--- start of Supplied material ---
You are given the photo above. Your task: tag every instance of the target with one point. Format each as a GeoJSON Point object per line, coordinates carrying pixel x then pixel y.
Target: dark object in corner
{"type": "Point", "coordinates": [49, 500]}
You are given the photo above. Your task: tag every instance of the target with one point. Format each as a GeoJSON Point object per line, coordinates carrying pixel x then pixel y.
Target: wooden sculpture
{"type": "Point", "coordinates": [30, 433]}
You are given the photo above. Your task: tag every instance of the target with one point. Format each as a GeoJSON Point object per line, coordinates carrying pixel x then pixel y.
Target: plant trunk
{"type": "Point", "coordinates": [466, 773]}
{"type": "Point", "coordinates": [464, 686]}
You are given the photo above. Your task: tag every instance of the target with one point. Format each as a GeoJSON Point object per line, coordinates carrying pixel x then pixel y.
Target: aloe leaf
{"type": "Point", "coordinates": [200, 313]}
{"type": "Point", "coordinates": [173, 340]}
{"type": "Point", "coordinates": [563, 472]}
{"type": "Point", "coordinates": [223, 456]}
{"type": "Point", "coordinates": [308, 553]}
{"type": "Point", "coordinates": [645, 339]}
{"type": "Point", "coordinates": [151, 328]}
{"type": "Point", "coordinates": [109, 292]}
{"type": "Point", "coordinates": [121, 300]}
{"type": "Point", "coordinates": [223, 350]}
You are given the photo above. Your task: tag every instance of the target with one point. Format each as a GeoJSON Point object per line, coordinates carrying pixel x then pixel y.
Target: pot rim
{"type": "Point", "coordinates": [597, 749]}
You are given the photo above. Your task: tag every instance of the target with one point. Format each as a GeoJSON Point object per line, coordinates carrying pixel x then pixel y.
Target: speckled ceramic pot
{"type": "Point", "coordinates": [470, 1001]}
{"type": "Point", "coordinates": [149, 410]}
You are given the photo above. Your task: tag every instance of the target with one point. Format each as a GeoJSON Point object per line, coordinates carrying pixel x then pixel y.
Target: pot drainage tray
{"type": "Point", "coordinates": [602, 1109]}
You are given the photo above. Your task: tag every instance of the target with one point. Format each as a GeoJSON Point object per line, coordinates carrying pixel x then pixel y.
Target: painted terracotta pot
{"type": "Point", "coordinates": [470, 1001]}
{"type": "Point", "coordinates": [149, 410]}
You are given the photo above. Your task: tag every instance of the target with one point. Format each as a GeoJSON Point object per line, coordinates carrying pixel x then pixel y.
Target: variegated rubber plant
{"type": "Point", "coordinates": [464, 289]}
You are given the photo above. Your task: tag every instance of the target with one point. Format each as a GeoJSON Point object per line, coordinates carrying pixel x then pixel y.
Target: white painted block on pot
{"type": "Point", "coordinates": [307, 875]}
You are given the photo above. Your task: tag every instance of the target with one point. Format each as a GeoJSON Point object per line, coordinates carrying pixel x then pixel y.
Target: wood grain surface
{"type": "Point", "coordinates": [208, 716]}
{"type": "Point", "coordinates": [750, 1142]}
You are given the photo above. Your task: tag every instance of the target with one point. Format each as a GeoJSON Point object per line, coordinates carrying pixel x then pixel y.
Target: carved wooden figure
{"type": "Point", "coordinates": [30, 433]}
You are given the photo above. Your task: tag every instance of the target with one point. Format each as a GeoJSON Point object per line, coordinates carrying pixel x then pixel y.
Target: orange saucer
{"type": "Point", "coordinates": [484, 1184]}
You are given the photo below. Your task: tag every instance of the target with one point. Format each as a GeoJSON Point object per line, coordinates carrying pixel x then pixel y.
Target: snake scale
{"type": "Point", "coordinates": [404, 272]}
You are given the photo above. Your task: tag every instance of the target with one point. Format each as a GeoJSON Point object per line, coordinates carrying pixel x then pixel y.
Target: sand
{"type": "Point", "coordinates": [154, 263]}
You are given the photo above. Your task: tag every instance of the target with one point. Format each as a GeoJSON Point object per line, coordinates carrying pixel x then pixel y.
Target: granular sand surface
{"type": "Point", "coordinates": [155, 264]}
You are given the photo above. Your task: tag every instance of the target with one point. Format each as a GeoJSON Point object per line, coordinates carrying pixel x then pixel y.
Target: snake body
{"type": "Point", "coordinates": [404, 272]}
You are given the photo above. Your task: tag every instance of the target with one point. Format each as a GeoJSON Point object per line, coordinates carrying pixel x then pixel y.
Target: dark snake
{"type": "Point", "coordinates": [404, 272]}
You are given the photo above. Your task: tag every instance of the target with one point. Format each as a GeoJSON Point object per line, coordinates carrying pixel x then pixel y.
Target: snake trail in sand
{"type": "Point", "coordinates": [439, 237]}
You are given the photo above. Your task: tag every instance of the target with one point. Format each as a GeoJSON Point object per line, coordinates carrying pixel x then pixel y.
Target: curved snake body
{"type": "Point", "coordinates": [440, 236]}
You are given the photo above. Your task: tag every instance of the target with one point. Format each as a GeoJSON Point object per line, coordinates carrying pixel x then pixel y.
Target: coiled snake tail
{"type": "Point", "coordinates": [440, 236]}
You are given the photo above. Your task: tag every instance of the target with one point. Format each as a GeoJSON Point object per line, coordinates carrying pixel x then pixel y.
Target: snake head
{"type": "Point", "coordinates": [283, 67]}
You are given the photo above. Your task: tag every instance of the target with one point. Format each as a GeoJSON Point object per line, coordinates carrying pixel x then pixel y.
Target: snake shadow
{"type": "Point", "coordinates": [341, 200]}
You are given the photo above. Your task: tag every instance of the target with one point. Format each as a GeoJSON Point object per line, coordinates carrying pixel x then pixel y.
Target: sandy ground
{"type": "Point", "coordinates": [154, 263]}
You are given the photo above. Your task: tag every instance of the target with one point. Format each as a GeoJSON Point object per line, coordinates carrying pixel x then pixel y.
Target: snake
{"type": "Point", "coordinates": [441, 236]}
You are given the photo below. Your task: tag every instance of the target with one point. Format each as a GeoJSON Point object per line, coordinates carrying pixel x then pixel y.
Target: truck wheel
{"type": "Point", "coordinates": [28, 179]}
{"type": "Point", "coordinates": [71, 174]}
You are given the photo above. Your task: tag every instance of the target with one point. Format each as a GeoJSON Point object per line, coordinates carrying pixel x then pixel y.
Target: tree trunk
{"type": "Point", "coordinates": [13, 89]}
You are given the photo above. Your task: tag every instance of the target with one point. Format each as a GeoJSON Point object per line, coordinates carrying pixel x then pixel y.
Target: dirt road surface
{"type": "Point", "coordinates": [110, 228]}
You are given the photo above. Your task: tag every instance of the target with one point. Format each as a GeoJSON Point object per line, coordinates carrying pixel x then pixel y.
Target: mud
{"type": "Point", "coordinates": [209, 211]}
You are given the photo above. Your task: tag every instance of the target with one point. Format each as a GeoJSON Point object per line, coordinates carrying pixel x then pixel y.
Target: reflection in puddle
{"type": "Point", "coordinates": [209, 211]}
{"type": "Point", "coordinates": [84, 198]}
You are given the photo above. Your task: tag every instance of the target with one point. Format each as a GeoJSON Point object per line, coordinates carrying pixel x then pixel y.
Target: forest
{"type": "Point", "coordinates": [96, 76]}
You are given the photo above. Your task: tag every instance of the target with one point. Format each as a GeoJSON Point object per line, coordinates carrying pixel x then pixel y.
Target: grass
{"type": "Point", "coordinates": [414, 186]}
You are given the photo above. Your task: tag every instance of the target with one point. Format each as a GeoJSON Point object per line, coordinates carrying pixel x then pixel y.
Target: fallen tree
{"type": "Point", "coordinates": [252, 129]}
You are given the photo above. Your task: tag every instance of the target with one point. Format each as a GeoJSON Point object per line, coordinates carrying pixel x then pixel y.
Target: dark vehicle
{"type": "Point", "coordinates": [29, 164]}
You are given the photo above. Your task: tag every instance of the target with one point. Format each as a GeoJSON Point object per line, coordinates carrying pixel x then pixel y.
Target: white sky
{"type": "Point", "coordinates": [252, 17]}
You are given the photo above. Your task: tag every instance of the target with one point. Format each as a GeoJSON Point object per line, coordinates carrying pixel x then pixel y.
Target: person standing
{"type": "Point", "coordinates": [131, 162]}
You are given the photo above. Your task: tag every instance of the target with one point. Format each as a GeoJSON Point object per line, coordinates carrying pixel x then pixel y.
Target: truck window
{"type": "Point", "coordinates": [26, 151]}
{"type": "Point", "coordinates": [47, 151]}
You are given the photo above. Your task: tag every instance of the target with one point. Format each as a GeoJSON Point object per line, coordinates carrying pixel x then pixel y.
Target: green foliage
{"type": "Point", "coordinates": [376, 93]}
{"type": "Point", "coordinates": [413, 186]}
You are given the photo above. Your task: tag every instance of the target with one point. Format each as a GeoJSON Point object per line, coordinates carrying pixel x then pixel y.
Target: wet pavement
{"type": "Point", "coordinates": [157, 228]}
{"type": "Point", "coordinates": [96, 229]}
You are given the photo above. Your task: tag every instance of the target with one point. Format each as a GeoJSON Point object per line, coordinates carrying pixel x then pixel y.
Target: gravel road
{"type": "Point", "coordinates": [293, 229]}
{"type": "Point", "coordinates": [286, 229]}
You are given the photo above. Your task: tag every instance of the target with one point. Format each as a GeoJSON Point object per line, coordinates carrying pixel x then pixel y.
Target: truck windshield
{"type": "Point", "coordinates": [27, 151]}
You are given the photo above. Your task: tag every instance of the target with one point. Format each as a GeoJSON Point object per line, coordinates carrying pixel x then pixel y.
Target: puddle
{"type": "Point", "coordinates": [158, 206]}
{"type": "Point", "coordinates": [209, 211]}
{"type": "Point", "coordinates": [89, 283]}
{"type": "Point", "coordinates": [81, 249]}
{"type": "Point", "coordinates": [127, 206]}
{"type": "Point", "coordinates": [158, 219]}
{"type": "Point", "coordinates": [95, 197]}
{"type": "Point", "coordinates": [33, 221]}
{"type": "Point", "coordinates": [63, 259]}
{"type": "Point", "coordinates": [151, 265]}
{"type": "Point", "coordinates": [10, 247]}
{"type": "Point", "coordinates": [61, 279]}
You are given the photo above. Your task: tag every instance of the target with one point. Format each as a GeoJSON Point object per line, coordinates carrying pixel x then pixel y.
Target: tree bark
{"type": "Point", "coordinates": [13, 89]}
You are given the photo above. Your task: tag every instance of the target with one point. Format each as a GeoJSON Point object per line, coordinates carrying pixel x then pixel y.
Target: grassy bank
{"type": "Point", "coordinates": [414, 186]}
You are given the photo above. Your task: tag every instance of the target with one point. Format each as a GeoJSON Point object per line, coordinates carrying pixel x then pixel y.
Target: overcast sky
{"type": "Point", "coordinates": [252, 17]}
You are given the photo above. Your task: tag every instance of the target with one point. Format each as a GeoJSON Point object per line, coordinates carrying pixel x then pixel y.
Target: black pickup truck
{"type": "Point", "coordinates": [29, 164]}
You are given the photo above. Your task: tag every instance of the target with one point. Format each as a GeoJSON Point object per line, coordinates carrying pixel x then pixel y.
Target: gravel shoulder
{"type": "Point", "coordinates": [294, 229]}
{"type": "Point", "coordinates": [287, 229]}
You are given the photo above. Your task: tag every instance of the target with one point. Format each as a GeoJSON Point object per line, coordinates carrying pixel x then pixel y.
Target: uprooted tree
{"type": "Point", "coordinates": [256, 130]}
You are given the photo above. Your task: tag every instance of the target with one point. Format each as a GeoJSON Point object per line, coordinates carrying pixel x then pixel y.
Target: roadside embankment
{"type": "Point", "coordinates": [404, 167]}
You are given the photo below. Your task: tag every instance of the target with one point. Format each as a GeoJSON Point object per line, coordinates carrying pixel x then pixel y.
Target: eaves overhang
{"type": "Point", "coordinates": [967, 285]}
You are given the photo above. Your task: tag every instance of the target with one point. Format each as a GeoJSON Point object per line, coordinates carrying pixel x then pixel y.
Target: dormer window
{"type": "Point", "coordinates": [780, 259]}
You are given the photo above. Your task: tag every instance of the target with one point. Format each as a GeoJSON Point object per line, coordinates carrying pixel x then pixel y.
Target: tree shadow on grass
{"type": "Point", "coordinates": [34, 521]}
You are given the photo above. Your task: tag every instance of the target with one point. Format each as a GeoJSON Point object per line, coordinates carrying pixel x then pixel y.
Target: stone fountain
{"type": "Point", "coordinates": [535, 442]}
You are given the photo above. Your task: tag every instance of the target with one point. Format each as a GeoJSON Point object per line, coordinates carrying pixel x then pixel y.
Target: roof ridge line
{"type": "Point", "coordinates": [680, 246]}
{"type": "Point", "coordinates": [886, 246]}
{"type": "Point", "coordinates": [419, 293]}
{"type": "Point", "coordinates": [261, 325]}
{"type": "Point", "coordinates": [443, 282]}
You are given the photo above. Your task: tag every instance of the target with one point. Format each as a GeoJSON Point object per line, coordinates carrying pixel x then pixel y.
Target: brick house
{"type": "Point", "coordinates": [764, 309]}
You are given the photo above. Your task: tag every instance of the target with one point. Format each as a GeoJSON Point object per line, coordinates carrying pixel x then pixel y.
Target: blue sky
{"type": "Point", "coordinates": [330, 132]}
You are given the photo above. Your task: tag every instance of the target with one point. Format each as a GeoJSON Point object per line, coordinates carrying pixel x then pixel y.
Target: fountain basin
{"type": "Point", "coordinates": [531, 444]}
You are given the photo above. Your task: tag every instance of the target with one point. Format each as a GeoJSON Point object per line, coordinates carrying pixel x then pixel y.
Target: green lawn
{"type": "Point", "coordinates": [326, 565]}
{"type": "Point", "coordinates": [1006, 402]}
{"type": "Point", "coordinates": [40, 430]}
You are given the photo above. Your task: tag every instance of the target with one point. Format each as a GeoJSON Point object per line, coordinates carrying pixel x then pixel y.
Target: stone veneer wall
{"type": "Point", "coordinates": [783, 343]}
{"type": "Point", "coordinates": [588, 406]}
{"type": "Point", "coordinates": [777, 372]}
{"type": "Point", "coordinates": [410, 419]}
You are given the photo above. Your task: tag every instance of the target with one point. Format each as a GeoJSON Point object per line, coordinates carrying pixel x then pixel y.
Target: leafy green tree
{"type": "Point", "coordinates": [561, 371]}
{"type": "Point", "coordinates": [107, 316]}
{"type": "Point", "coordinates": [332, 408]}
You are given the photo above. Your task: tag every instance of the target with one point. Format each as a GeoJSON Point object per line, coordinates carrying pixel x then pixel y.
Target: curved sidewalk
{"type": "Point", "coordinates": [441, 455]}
--- end of Supplied material ---
• **Required work**
How many lines in the entries above contain the string "trunk"? Reply with the number alone.

• **Complete answer**
2